*Document passage*:
Ontario Power Generation, a government-owned electric company, recently proposed the development of a nuclear waste facility less than a mile from Lake Huron. Citizens have raised concerns about the proposal since some of the waste materials were found to be “hundreds of times more radioactive” than originally reported to the Canadian government. Radiation in Lake Huron could harm Michigan lake-based industries such as tourism and taint the source of drinking water relied upon by millions of Americans. Though some forms of clean electrical generation such as nuclear energy are more beneficial to the environment than coal-fired plants, the negative effects must be addressed first. Michigan should continue to work closely with the Canadian government and regulatory agencies to prevent the development of the proposed facility and formulate viable alternatives for the disposal of nuclear waste.
Clean energies harness essentially abundant resources — such as the sun or wind — to reduce greenhouse gas emissions and improve the quality of the environment. Nuclear energy is a unique form of energy generation because it’s almost entirely free of greenhouse gas emissions and thus can ameliorate air quality concerns. Additionally, clean energy industries have the potential to stimulate job growth and the economy. As of 2010, the state of Michigan had more than 70,000 “clean” jobs. In Michigan alone, the nuclear facilities support more than 2,900 employees and buy more than $117 million worth of materials, supporting related Michigan companies.

*About this task*: In the passage on the proposed nuclear waste facility near Lake Huron, how many "clean" jobs did Michigan have as of 2010?

[Dataset entries]
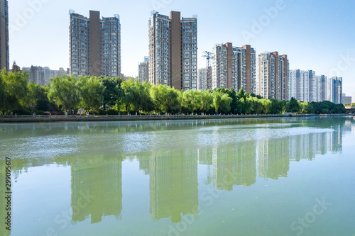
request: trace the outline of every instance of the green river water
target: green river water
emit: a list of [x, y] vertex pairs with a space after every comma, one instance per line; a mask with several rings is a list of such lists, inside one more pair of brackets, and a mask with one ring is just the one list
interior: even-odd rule
[[0, 124], [0, 179], [1, 236], [353, 236], [355, 120]]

*Task solution*: More than 70,000.